━━━━━ Data section

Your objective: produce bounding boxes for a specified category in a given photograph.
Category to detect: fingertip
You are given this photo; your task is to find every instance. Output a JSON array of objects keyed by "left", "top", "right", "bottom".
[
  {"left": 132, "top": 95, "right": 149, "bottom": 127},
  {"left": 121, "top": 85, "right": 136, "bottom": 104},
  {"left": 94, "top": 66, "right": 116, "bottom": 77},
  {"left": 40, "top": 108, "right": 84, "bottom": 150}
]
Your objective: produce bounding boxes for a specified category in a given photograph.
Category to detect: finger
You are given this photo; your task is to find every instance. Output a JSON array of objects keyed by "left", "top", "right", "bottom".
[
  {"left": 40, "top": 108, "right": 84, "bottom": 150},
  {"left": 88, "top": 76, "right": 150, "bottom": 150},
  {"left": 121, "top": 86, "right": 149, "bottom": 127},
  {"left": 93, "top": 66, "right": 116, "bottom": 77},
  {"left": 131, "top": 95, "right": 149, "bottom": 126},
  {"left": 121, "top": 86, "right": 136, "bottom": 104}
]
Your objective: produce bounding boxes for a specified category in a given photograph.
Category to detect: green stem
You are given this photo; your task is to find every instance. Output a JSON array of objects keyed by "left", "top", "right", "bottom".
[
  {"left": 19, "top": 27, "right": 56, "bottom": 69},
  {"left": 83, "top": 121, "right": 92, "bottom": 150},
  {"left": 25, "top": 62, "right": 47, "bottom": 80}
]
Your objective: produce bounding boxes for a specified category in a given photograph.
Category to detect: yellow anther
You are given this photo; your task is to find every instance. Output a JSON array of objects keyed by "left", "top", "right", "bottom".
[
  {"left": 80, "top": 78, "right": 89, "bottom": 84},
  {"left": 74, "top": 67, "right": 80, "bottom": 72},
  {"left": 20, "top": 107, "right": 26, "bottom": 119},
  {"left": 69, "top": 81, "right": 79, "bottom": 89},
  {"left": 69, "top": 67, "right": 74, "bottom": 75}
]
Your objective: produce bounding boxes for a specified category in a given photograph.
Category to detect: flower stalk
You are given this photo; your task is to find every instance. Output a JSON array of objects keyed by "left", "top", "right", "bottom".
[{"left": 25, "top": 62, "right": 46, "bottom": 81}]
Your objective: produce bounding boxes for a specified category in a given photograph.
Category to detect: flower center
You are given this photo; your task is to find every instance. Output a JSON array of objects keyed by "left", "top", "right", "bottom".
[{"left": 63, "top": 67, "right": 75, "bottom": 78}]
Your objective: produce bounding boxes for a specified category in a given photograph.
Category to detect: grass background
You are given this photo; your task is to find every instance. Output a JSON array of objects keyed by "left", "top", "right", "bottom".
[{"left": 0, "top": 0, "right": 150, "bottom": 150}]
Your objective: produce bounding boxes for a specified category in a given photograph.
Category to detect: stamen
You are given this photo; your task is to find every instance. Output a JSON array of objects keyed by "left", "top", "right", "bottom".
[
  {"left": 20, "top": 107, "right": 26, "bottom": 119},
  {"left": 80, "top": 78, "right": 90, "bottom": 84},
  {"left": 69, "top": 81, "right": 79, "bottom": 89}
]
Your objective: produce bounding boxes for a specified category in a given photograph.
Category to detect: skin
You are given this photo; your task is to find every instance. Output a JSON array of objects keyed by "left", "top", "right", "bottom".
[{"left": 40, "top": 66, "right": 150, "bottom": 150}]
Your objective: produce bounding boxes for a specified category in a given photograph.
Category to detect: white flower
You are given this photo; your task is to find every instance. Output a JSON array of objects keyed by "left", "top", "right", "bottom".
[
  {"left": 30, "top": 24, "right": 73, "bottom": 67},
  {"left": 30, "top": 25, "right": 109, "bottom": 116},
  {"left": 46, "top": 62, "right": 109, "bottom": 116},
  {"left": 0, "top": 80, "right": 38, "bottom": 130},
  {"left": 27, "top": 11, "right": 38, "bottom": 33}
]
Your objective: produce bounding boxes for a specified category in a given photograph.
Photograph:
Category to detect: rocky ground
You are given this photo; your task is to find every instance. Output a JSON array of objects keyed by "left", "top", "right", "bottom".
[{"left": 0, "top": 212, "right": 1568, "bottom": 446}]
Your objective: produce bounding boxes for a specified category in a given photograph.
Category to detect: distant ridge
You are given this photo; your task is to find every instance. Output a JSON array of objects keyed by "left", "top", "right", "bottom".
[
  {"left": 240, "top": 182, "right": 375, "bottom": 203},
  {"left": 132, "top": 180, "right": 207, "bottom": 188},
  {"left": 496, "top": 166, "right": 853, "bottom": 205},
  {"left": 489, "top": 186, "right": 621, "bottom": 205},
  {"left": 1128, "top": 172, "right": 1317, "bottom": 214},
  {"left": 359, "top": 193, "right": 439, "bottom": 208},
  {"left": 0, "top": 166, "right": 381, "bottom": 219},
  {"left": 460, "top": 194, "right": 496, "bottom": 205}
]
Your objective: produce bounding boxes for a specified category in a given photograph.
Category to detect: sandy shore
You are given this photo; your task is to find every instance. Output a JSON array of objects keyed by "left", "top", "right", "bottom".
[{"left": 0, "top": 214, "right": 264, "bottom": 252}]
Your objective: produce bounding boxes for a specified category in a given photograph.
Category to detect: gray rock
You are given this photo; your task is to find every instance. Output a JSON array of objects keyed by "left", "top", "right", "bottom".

━━━━━━━━━━

Pull out every line of the data above that contains the word "flower", and reproduce each one without alteration.

* _Written reply_
Category to detect: flower stalk
Category to detect: flower center
Category to detect: white flower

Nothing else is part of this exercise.